In this study, the method partially satisfies the criteria suggested in the systematic review on a protocol for 3D accuracy evaluation of VSP in orthognathic surgery (6), which consisted in reducing the possibility of human error through voxel-based superimposition (using the cranial base as reference), semi automatically evaluating the results and validating the method and results by using intra and inter-evaluators reproducibility ( Table 2). However, the results showed only the anteroposterior direction and magnitude of deviations and did not fully describe the deviations in complex 3D, because it’s not presented translational or rotational based on the deviations axes (x, y, and z coordinates). As with some published in this area, the studies did not stratify the deviations by the three Cartesian frames of reference (x,y, and z) (11).

There are limitations regarding the ICP algorithm to evaluate accuracy between surface meshes of hard tissue 3D models (3,8,23). The major shortcoming of this approach lies in the fact that the distances were between the two nearest points of the two surfaces meshes (shortest deviations between vertices of the adjacent meshes), nor actual correspondence (28) or neither corresponding the same anatomical points (8,23). Another source of limitation may be correlated to erroneous data on the surface mesh (for example, streak artifacts or surface roughness) would have a marked effect on this measurement (8). The computation of artificial intelligence algorithms can have the challenge to overcome this limitation because relative errors can be caused by streak artifacts that were frequently present as the result of orthodontic appliances, which hampered an accurate automatic recognition of anatomical structures (29). Jabar et al. highlighted that the numerical values (mean distance and RMS) obtained are the Euclidean distances between points. The authors evidenced that a drawback of this current method should be taken into account when trying to assess 3D hard tissue changes (between pre and postoperative surface meshes of 3D models from the plastic skull) because their results have shown an underestimation of the magnitude of distances of simulated surgical movement by about 50 – 70%. Therefore, these limitations can affect the validity of the measurements (actual deviations).

In the present study, we could suggest that relative underestimation errors were reduced because the ICP algorithm was used on the similar surface meshes of 3D models matched on Geomagic Wrap software. In order to confirm this aforementioned hypothesis, another study of feasibility method must be carried out with different values of maximum and minimum deviation calibration on the same software. Hopefully, in future publications, new types of analysis will become available to understate the limitation and drawbacks, such as studies that facilitate automatic evaluation, softwares compatible with several VSP, and the recognition of methodologies for application in clinical trials for the assessment of the accuracy for virtually planned orthognathic surgery.

Conclusions

This study showed 3D error mean (1,27 mm) within the standards of clinical success, lower than 2 mm. The ICP algorithm registration in Geomagic Wrap software provided a reproducible method of alignment between 3D models (surface meshes) and generated color maps to evaluate 3D qualitative congruence but did not answer all methodological parameters regarding the assessment of accuracy in orthognathic surgery.

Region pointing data
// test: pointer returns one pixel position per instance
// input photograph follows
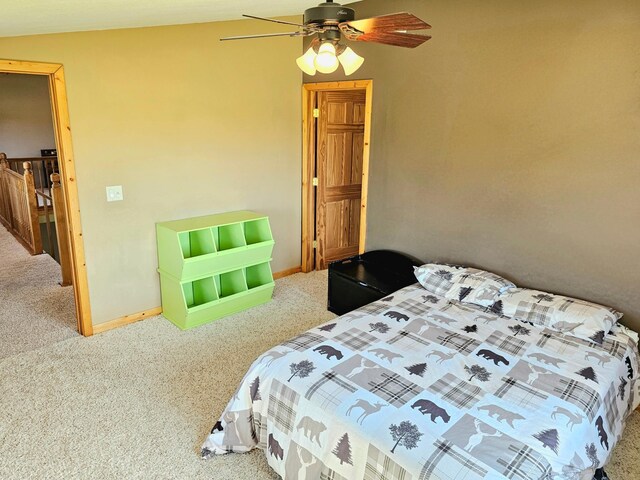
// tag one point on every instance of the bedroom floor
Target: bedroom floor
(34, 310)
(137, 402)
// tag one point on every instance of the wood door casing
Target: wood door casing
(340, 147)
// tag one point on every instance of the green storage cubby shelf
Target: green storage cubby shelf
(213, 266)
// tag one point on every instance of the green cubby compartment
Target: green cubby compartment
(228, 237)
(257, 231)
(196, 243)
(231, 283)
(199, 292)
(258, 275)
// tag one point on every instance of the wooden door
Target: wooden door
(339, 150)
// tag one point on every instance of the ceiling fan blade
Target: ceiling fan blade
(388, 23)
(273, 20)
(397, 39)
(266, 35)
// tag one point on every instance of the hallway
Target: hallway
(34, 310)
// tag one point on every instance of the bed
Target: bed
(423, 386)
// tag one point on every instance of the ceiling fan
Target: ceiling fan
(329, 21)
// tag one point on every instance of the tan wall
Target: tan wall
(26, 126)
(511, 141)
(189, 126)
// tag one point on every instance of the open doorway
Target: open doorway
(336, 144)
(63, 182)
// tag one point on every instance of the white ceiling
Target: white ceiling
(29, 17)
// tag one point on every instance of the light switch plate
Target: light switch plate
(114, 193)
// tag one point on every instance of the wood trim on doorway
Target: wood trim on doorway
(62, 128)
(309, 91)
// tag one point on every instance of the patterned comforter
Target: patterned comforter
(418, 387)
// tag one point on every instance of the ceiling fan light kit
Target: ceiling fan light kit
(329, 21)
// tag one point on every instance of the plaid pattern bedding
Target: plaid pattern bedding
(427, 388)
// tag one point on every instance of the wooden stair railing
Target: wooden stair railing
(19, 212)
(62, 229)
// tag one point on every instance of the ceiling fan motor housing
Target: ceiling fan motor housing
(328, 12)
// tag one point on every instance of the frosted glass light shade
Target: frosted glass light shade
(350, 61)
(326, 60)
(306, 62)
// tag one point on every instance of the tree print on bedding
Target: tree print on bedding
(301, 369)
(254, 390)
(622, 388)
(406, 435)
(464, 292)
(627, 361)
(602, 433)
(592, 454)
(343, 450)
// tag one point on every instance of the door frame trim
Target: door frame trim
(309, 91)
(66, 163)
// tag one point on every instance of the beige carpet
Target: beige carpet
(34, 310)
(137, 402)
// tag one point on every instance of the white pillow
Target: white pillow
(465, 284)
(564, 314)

--

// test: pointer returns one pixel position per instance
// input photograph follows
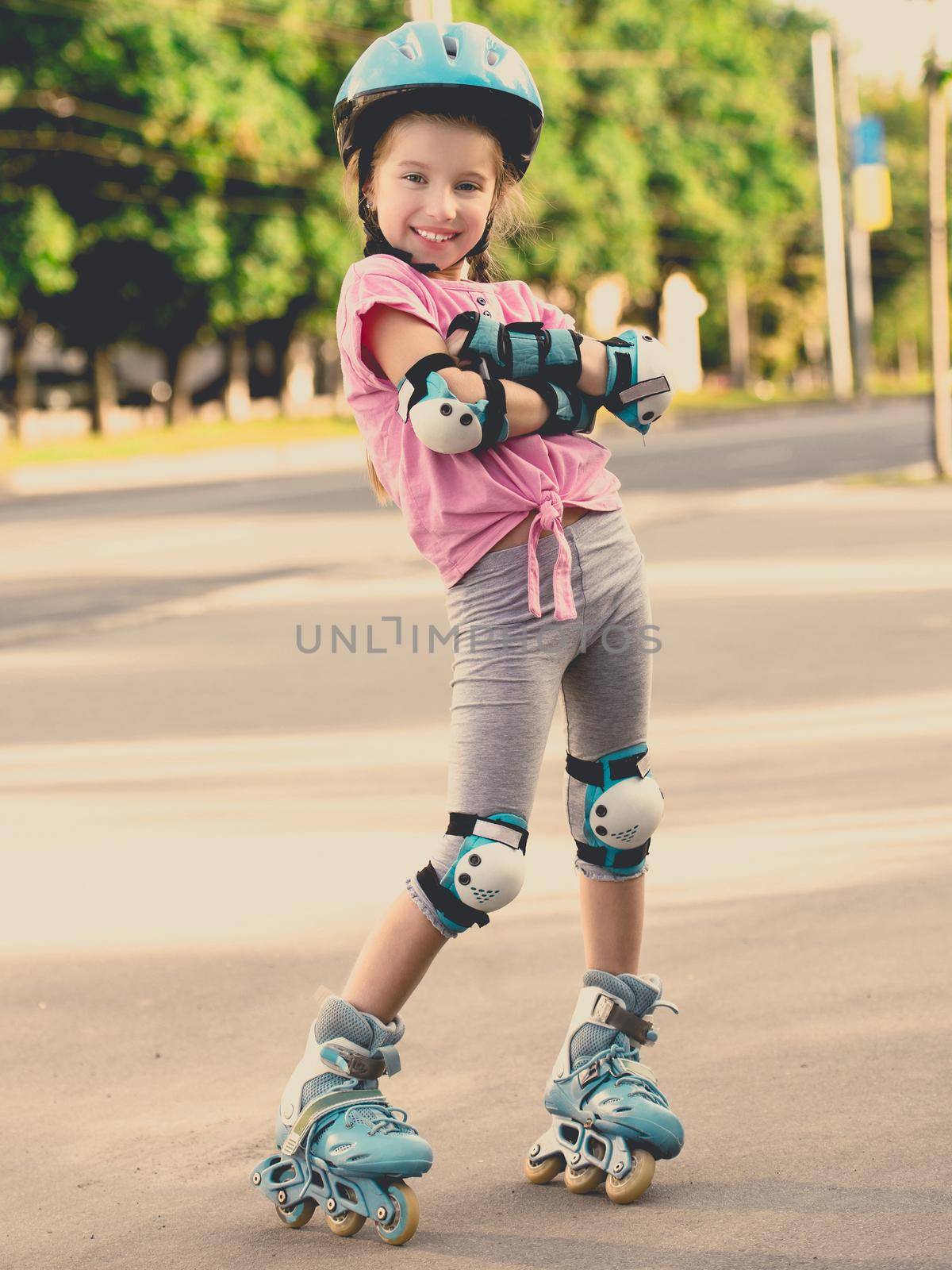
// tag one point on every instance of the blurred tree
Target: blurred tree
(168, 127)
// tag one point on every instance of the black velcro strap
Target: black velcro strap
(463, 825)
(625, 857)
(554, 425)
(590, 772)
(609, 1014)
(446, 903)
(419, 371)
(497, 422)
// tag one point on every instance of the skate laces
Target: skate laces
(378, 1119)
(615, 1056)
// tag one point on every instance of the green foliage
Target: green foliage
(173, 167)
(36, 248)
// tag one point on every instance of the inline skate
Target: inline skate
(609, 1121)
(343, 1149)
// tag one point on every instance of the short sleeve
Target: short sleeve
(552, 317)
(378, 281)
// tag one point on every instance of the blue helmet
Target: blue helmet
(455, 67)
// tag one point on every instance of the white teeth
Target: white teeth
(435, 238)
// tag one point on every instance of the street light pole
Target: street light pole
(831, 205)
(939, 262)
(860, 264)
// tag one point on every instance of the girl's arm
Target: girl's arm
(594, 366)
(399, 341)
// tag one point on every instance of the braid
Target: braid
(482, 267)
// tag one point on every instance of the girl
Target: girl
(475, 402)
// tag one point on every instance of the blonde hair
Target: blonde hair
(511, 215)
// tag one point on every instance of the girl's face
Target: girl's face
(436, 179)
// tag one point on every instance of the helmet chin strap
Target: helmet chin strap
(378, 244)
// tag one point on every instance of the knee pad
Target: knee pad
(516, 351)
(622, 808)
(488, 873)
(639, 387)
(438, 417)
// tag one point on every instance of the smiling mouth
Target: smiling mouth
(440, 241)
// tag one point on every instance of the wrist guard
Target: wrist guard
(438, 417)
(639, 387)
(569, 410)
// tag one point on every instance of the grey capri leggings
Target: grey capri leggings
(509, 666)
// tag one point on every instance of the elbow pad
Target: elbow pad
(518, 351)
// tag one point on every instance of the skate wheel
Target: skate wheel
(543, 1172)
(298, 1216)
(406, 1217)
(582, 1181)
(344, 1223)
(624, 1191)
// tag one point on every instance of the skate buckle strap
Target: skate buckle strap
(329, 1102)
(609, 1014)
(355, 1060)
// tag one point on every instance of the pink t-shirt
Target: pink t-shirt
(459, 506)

• _EXERCISE GOAL_
From the passage on 3D accuracy evaluation in orthognathic surgery, set down the words starting at "In this study, the" and ending at "and z) (11).".

• _RESPONSE TO THE TASK_
In this study, the method partially satisfies the criteria suggested in the systematic review on a protocol for 3D accuracy evaluation of VSP in orthognathic surgery (6), which consisted in reducing the possibility of human error through voxel-based superimposition (using the cranial base as reference), semi automatically evaluating the results and validating the method and results by using intra and inter-evaluators reproducibility ( Table 2). However, the results showed only the anteroposterior direction and magnitude of deviations and did not fully describe the deviations in complex 3D, because it’s not presented translational or rotational based on the deviations axes (x, y, and z coordinates). As with some published in this area, the studies did not stratify the deviations by the three Cartesian frames of reference (x,y, and z) (11).